-- TRECHO --
Este equilíbrio patológico vai sendo quebrado aos poucos, dentro da estrutura comum aos textos de Nelson. Inicialmente apresentando um recorte social que parece perfeito, desenvolve a narrativa retratando sua dissolução. A mãe, apelidada de “Gorda” pelo marido – em alguns lugares do Brasil o tratamento é carinhoso; no Rio, ofensivo e humilhante –, tem um impulso sexual fora do comum. Como o marido não a procura, masturba-se e pinta desenhos obscenos no banheiro.

Paralela à questão da Gorda, surge o personagem do cafetão Bibelô (Antônio Fagundes), que engravida Silene e tem um caso com Aurora. Bibelô usa a desculpa canalha tão familiar a mitologia rodrigueana, mentindo sobre uma esposa à beira da morte, repleta de chagas pelo corpo, banhada pelo marido que, em tamanho sacrifício, esquece-se do monte de pele e ossos em que a coitada se transformou. O resultado desta balela provoca um encantamento ainda maior na tonta Aurora, que aguarda a viuvez do cafa para ser a nova esposa.

-- CONJUNTO DE DADOS --
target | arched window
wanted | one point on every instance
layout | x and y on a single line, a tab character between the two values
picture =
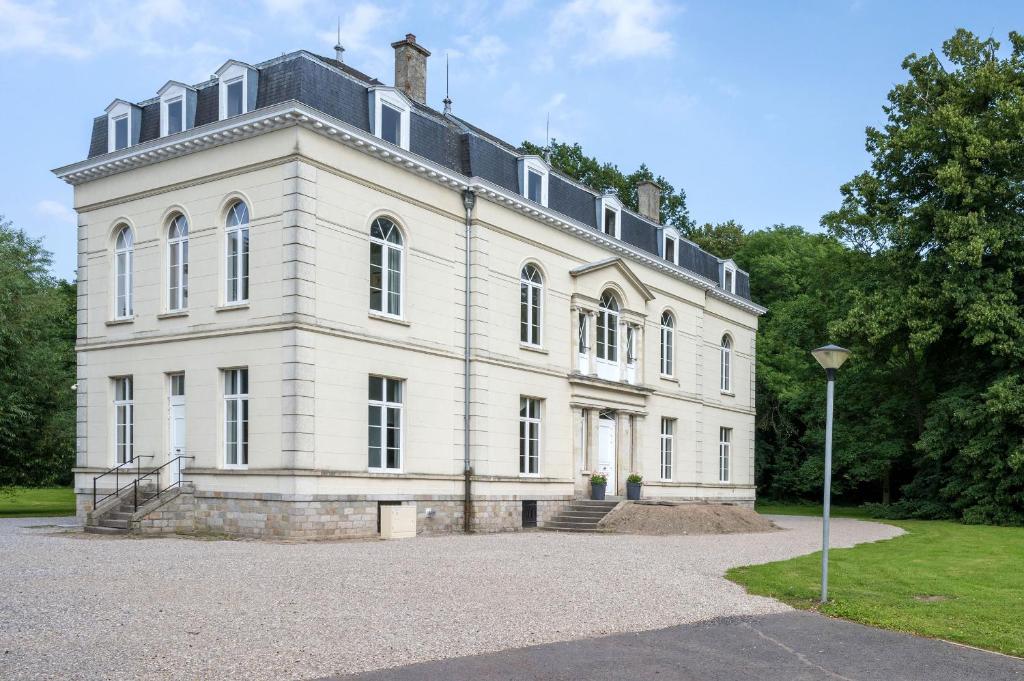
607	328
124	248
530	301
237	282
385	267
177	263
726	364
668	342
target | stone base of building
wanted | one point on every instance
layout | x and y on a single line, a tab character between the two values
323	516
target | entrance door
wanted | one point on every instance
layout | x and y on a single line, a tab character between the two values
176	425
606	449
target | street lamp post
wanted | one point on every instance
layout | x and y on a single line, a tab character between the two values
830	357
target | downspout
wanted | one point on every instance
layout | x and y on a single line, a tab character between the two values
468	202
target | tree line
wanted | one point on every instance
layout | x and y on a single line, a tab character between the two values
920	271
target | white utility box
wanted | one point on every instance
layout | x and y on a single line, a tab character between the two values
398	521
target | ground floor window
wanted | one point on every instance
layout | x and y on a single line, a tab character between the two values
237	417
668	444
385	423
124	420
724	454
529	435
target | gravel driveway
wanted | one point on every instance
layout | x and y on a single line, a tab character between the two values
79	605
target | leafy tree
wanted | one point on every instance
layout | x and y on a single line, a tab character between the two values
570	160
941	215
37	366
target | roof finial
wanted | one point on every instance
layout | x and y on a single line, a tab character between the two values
448	99
338	49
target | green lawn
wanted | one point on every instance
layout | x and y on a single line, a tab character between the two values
943	580
25	502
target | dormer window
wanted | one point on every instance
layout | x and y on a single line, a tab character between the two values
670	249
237	91
534	179
390	110
729	277
123	125
609	214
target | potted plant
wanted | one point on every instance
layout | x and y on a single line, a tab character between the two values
633	483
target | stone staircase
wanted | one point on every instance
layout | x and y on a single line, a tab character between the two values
116	518
582	516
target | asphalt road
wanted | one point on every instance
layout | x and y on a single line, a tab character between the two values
790	646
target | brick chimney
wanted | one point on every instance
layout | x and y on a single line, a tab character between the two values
649	200
411	68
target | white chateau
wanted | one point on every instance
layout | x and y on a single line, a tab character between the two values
304	294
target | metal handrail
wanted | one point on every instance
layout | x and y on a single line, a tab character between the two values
137	460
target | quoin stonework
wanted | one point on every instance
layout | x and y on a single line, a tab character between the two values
305	295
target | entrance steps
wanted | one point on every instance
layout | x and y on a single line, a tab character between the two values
582	516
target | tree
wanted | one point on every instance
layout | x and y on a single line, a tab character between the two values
37	366
570	160
941	215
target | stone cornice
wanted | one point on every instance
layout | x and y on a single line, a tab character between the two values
297	114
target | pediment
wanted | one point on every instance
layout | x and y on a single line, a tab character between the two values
592	278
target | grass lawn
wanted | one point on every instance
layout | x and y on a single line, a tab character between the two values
26	502
943	580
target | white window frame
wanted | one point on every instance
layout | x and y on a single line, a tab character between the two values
124	267
608	202
177	298
535	164
670	235
386	248
668	345
724	455
729	277
530	430
726	366
379	96
668	448
530	309
241	259
124	450
384	405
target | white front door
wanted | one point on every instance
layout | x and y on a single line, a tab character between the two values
606	449
177	431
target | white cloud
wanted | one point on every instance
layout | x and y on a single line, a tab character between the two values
56	212
609	30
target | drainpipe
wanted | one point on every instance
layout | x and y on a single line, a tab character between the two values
468	202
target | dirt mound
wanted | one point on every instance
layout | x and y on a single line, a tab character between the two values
667	518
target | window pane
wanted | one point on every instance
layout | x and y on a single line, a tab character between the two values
390	125
235	98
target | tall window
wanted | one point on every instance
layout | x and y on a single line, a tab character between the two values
530	296
607	328
724	454
124	420
238	254
668	447
529	435
385	423
385	267
668	342
726	364
124	249
177	264
237	417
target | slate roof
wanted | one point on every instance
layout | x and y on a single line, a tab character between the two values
339	90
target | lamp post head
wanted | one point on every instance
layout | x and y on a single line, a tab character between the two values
830	356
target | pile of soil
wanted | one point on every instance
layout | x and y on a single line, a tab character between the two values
668	518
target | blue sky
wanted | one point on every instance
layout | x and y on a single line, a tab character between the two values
756	109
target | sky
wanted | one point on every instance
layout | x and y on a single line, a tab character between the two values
756	109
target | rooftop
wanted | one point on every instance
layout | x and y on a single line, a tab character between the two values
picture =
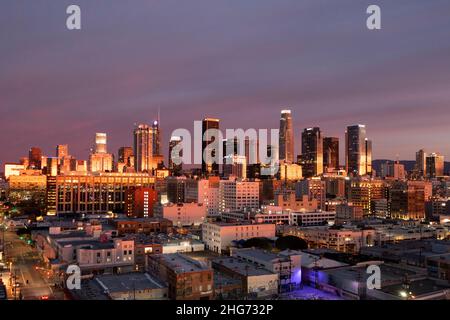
128	282
181	263
241	267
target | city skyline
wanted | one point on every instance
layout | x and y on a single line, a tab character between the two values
60	88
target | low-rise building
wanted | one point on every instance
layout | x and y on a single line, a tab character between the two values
187	278
218	236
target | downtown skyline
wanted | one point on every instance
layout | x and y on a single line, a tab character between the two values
58	87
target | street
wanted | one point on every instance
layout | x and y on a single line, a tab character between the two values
24	258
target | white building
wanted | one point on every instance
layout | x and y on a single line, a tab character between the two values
219	236
237	195
314	218
185	214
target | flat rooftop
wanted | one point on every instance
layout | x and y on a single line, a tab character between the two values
128	282
417	288
241	267
181	263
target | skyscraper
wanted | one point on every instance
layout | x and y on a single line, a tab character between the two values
143	148
312	152
35	158
358	151
62	151
209	166
156	139
99	159
286	141
435	165
421	163
175	169
330	153
125	155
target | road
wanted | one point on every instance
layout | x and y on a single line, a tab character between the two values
33	285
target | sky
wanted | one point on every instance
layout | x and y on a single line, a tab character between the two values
242	61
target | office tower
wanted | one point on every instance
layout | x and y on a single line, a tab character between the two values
235	195
209	166
286	143
314	188
330	153
235	166
100	143
312	152
175	169
421	163
52	166
251	148
62	151
140	201
435	165
358	151
99	159
35	158
368	157
143	148
408	198
125	155
156	139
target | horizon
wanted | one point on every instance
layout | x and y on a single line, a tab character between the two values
240	62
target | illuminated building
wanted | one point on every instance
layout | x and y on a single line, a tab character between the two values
100	160
175	169
286	140
219	236
235	195
362	192
312	152
13	169
96	193
210	166
140	202
421	163
330	153
125	156
143	148
184	214
156	139
288	201
235	166
35	158
435	165
187	278
407	199
314	188
358	151
290	171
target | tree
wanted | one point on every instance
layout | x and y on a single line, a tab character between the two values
260	243
291	242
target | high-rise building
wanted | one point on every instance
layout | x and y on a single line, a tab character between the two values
210	166
143	148
286	141
358	151
62	151
312	152
175	169
421	163
125	155
100	160
140	201
35	158
156	138
435	165
330	153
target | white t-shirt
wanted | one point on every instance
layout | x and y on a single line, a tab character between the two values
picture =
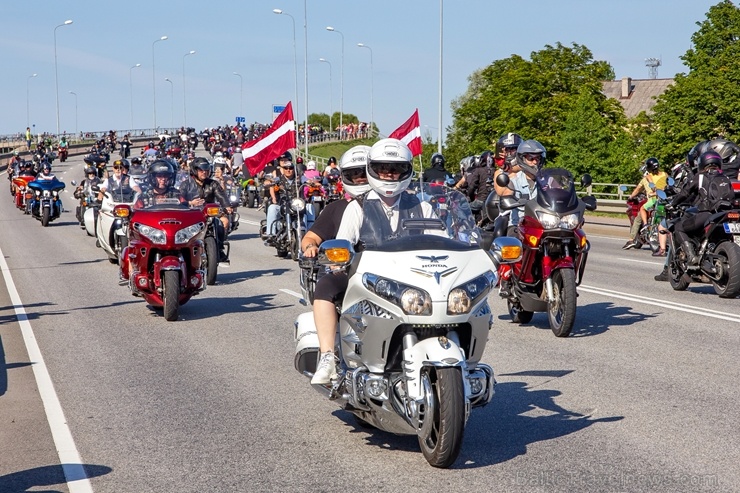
349	228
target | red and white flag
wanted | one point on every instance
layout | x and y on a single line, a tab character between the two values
273	143
410	134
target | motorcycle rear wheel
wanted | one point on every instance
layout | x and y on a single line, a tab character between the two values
562	312
211	260
676	276
442	443
519	316
171	295
729	284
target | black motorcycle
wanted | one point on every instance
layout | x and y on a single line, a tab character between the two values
718	250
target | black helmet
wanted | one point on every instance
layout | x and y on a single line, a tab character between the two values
530	147
438	160
486	159
158	168
726	149
709	159
200	163
652	165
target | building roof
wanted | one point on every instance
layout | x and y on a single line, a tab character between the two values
640	96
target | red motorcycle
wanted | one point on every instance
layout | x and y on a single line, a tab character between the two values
167	259
21	186
555	249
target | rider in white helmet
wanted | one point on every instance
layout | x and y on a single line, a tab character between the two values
389	171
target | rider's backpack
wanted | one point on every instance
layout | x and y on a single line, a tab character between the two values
718	189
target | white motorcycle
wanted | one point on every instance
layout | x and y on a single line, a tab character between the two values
413	326
110	231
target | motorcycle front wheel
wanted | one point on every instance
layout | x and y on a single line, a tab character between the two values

-- TAREFA --
Dê seguimento ao trecho sobre a Gorda e o cafetão Bibelô a partir do ponto em que ele para. As linhas não têm nenhum papel nesta atividade.

-- RESPOSTA --
Cada parte da trama vai se encaixando até o assassinato de Noronha pelas filhas – sideradas como bacantes, entulhando o cadáver sobre a mesa de jantar. Assim, basta dizer que antes do caso com Bibelô, Silene fora violada pelo pai. Um dia matara a pauladas, no pátio do colégio, uma gata que depois de morta deu à luz sete gatinhos. O entojo com o bichinho, ela explica, talvez tenha surgido do fato de estar grávida, não desejar um aborto e idolatrar o peito cabeludo e suarento de Bibelô.

Dias antes, Noronha teve um presságio. Sonhou com o “homem que chorava por um olho só”, responsável pela dissolução do seu lar. Esquecera-se, no entanto, de gritar em voz alta que o vilão era ele mesmo. Rufião de todas as garotas, oferece-as a Saul (Sady Fraga) e Dr. Bordalo (Cláudio Correa e Castro) – este, suicida-se ao concretizar com Silene o desejo incestuoso de amar a própria filha.

Abre-se aqui um parênteses, pois apesar de ser quase um anti-freudiano, em “Os Sete Gatinhos” Nelson trabalha o tempo todo com temáticas psicanalíticas. O assassinato da gata, em resposta ao trauma invejoso de Silene – se a ela não é permitido ter filhos, ao animal também não deve ser – parece uma vinheta clínica retirada de um texto de Melanie Klein. O próprio movimento “atrair-possuir-destruir”, tão estudado em relações interpessoais de inveja, ocorre ipsi literis entre Silene e a gata.

Há outra grande questão psicanalítica a ser percebida, dessa vez refletida em todo o universo autoral de Nelson: a exagerada perversidade masculina, no fundo, é o mais legítimo recalque, concluindo-se que no jogo rodrigueano, o homem é quase sempre um náufrago invejoso do feminino e seus desdobramentos.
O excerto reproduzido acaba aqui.